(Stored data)
* BEGIN *

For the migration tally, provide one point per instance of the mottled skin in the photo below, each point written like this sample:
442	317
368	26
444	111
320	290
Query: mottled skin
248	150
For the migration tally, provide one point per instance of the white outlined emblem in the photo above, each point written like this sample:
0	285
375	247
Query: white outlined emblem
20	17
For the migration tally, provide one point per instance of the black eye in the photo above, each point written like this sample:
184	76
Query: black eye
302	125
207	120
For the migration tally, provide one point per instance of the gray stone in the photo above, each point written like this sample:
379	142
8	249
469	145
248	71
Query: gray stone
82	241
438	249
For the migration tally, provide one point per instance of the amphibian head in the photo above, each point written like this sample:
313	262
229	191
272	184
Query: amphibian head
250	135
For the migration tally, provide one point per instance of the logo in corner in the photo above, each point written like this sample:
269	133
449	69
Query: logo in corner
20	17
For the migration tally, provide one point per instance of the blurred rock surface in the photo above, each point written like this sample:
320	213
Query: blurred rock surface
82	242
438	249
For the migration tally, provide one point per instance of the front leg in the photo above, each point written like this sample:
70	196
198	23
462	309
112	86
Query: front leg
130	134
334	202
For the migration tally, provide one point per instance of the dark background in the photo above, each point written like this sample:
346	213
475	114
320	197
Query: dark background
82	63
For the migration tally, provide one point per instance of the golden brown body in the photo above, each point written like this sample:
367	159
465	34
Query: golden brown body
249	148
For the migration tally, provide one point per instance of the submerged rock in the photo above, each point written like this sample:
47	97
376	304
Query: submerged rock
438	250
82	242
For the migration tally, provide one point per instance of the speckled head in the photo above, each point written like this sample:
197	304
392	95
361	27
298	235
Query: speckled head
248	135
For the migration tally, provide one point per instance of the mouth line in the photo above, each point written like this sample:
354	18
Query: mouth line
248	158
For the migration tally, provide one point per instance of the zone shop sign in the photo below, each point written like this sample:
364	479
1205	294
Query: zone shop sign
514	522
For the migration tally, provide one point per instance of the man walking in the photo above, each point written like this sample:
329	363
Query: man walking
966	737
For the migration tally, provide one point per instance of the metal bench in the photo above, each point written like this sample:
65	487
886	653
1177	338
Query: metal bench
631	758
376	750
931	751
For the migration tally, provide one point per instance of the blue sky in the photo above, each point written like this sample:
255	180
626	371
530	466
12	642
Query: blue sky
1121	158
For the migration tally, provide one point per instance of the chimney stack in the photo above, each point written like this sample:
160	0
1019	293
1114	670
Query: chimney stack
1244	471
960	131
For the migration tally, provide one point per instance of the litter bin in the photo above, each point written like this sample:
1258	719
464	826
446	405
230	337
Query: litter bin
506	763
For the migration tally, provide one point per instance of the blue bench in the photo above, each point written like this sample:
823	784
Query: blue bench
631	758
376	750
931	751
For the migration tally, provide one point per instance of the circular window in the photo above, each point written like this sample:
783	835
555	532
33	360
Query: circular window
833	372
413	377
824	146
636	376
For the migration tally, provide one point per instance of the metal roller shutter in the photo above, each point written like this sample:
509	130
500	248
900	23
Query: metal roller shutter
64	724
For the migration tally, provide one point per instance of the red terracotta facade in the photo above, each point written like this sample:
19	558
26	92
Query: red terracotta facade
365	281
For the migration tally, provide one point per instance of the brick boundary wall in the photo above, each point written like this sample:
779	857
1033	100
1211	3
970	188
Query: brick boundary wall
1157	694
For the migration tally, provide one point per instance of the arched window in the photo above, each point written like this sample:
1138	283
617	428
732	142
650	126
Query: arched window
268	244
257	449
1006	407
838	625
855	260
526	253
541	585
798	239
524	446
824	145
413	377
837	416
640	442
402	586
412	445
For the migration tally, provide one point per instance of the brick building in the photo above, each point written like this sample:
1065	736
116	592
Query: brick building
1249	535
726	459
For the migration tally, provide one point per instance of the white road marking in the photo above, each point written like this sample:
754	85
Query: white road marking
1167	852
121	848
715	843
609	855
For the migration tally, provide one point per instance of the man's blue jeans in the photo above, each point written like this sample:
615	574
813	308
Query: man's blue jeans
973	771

* END *

## Directions
Edit the data above by replacing every "migration tally" with "population survey" and leaving all other text as it is.

## Full output
For the population survey, provide one point per instance of the mottled skin in the photo below, each point written like this sample:
442	317
368	26
444	111
320	290
Query: mottled skin
248	150
For the population survey, provide one point per instance of the white outlined emblem in the photo above, each point written like this sample:
0	285
375	247
Query: white outlined emblem
20	17
For the population survey, provide one point per instance of the black eye in the photo above, each point written like this sample:
184	76
Query: black eye
302	125
207	120
For the population survey, provide one point per instance of the gray stone in the photo above, each point written like this sample:
379	142
8	249
469	145
248	71
Query: gray stone
82	241
438	249
For the population survey, provide one point per instance of the amphibian head in the photo above, each point written like this sample:
313	262
229	191
272	184
Query: amphibian head
250	135
For the population survey, provide one point per instance of the logo in corner in the photo above, each point written like this sample:
269	133
449	69
Query: logo in corner
20	17
For the population survey, provide one point per instance of the blurred rock surface in the photo above, each point written like this sample:
320	213
Query: blurred rock surface
82	242
438	249
For the population survey, provide one point per instance of the front leg in the photo above, each point written like this sample:
70	196
198	23
462	309
112	86
Query: front leg
130	134
334	202
For the population survey, provide one point per instance of the dark background in the photo above, each point written like this sample:
346	213
475	114
320	197
Query: dark background
82	63
For the population survey, provide one point per instance of the golden brown body in the photo above, each point written like this sample:
367	159
465	34
Query: golden brown body
249	148
For the population survey, provide one point per instance of the submerged rock in the photo above, each point written like this sample:
47	97
376	304
Query: submerged rock
438	250
82	242
For the population survey, provide one point per instance of the speckled head in the photo above, each point written like this sample:
197	304
392	95
361	27
298	235
Query: speckled head
248	135
For the population survey, provide one point per instance of the mouth line in the photo above, each point written like this sample:
354	18
Query: mouth line
248	158
For the population survey, provide one point per instance of the zone shop sign in the photo below, each point written like this sample:
364	479
1205	294
Query: zone shop sign
514	522
For the population survey, provide one point per instance of the man walking in the photo above, each point written like this sample:
329	363
Query: man walking
966	737
For the population survey, provide one point per instance of the metal bench in the photo above, each point written like this sample:
65	487
886	653
1177	338
Query: metal bench
631	758
376	750
931	751
For the population survey, provide one point per instance of the blue sky in the photo above, each point written like this sample:
255	180
626	371
530	466
12	642
Query: blue sky
1121	158
For the population survey, provide one point per instance of the chimney stack in the photo above, each point written like this sample:
160	0
1019	293
1114	670
Query: chimney stack
1244	471
960	131
For the population survey, provide one point per instance of the litter bin in the photo above, each point written like this sample:
1258	719
464	826
446	405
230	337
Query: litter bin
506	763
For the population survey, provide one point per instance of the blue bench in the photo above, each point written like this sample:
823	784
Query: blue bench
631	758
376	750
931	751
For the population survey, provide one point per instance of the circular window in the photo above, each point written like this sample:
783	835
555	532
33	360
Query: circular window
833	372
413	377
824	146
636	376
For the population survey, provide one point per instance of the metal roller shutter in the photo above, each point written like this sample:
509	130
500	248
900	23
Query: metal roller shutter
64	724
For the population survey, provide one point per instance of the red terracotta facade in the photo above, each point written like this sample:
19	558
26	92
Query: red terracotta facade
365	281
For the population survey, provide one point per instance of the brick boundary wall in the photo above, each point written like this sample:
779	857
1033	100
1211	3
970	188
Query: brick boundary wall
1157	694
For the population survey, provide one point per instance of the arched window in the photo above, each point written like this sample:
1138	283
617	428
732	142
650	126
Query: arched window
268	244
257	449
1006	407
838	625
855	260
526	253
541	585
798	239
524	446
824	145
413	377
837	416
640	442
402	586
412	445
For the population survey, provide one point per instance of the brick building in the photo above, each point written like this sample:
1065	736
116	592
Query: brick building
1249	535
726	459
For the population survey, provide one point per instance of the white road marking in the photo above, each point written like this sample:
754	85
Query: white road marking
1167	852
121	848
715	843
609	855
For the population survey, provide one point per instance of the man's blue jeans in the photo above, each point written like this sample:
615	574
813	308
Query: man's blue jeans
973	771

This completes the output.